## QUOTED PASSAGE
>> start
Question:medium

For \( x>0 \), if \( \int \frac{1}{x^{2}+5x+7} \, dx = \frac{2}{\sqrt{3}}F(x)+k \) and \( F\left(-\frac{5}{2}\right)=0 \), then \( \sin(F(x)) = \)

Show Hint

Once you know that \( \tan(F(x)) = \frac{2x+5}{\sqrt{3}} \), the hypotenuse must contain the square root of the original quadratic denominator expression. This lets you identify the correct option immediately by looking at the denominators.
Updated On: Jun 7, 2026
  • \( \frac{2x-5}{\sqrt{3}} \)
  • \( \frac{2x+5}{2\sqrt{x^{2}+5x+7}} \)
  • \( \frac{2\sqrt{x^{2}+5x+7}}{2x+5} \)
  • \( \frac{2\sqrt{x^{2}+5x+7}}{\sqrt{3}} \)
>> end
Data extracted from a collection
>> start
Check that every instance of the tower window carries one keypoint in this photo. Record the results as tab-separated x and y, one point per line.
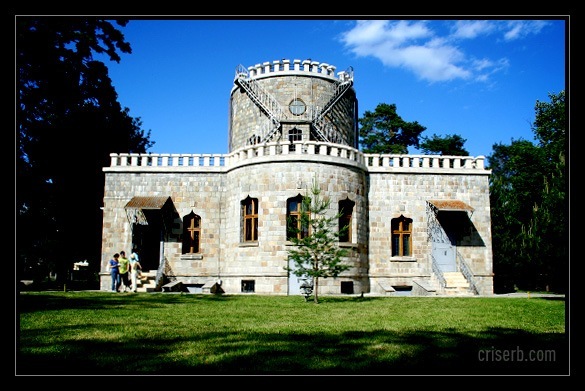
296	225
248	286
345	220
250	219
297	106
294	135
191	233
401	237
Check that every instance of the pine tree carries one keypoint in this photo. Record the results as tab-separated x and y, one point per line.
316	237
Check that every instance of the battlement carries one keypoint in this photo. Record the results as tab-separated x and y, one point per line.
298	151
296	67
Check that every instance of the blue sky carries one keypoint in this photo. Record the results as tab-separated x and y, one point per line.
479	79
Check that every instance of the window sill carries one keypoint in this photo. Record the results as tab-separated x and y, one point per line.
248	244
403	259
191	257
348	244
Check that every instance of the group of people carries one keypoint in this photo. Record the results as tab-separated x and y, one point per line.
124	271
>> end
## WHAT TO WORK ON
a. Repeat the stretch of the integral problem from "Question:medium" through "at the denominators." word for word.
b. Turn the lines of the listing, from the line containing "Check that every instance of the group" through the end of the listing, into a numbered list with blank lines omitted.

## TASK-BY-TASK SOLUTIONS
a.
Question:medium

For \( x>0 \), if \( \int \frac{1}{x^{2}+5x+7} \, dx = \frac{2}{\sqrt{3}}F(x)+k \) and \( F\left(-\frac{5}{2}\right)=0 \), then \( \sin(F(x)) = \)

Show Hint

Once you know that \( \tan(F(x)) = \frac{2x+5}{\sqrt{3}} \), the hypotenuse must contain the square root of the original quadratic denominator expression. This lets you identify the correct option immediately by looking at the denominators.

b.
1. Check that every instance of the group of people carries one keypoint in this photo. Record the results as tab-separated x and y, one point per line.
2. 124	271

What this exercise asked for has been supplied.